WHAT YOU NEED TO DO: Identify each row below that contains the word "white" and copy every such row in full.

DATA FOR THIS TASK:
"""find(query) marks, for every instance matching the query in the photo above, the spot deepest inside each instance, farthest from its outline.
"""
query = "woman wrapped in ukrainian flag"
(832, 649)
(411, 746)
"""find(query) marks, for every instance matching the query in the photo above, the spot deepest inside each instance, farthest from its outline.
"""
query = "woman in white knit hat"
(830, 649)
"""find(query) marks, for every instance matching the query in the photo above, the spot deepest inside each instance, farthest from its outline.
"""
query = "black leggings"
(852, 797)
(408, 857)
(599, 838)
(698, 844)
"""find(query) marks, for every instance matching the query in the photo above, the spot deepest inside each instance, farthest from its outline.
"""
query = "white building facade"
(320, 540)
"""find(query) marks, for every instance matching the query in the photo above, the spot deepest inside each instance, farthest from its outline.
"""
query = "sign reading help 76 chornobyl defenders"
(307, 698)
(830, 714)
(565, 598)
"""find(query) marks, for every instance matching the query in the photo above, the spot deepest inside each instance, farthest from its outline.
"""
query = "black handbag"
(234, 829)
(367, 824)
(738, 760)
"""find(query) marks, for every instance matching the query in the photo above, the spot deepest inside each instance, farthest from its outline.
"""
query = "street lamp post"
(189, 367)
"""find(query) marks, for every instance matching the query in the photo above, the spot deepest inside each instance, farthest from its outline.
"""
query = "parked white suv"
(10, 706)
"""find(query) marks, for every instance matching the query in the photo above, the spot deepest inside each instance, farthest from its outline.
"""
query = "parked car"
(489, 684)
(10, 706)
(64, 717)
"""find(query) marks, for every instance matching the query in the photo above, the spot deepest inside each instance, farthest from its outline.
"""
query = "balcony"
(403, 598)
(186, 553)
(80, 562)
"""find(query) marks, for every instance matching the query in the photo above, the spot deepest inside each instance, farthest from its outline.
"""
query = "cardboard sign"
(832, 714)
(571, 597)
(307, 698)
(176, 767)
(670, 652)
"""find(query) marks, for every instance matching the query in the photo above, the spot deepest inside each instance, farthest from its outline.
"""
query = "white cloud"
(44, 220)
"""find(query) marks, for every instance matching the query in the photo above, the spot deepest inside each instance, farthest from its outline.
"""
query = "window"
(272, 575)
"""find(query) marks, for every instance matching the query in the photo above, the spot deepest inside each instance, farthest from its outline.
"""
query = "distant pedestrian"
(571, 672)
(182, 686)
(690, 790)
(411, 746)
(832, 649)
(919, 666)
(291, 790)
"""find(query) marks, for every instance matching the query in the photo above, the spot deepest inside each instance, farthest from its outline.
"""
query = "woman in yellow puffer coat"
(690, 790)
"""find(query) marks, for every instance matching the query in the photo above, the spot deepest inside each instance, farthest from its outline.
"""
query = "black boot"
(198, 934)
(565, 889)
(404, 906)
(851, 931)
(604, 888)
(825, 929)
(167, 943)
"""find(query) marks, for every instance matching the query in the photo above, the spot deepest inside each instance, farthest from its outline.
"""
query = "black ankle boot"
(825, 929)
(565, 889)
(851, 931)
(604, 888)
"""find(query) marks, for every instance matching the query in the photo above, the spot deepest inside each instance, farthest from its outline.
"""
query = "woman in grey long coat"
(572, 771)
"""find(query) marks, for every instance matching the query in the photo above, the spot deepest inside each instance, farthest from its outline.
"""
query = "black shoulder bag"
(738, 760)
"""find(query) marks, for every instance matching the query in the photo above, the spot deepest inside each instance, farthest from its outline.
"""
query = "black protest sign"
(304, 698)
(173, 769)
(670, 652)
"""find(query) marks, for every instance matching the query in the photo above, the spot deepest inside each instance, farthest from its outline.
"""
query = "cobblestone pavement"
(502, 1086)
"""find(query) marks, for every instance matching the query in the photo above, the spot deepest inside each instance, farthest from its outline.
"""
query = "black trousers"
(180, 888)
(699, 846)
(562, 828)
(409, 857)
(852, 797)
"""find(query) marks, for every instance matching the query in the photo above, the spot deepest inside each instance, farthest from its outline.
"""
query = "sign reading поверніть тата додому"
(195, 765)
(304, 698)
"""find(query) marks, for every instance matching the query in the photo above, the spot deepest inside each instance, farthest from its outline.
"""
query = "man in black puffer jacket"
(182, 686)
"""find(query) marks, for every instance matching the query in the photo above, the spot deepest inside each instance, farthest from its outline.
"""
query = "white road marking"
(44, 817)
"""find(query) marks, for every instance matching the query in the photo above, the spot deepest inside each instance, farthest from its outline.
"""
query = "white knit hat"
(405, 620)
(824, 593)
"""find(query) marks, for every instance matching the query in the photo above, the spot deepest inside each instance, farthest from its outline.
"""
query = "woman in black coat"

FINISHED ANSWER:
query = "woman in white knit hat"
query = "white building facade"
query = "parked white suv"
query = "white cloud"
query = "white road marking"
query = "white knit hat"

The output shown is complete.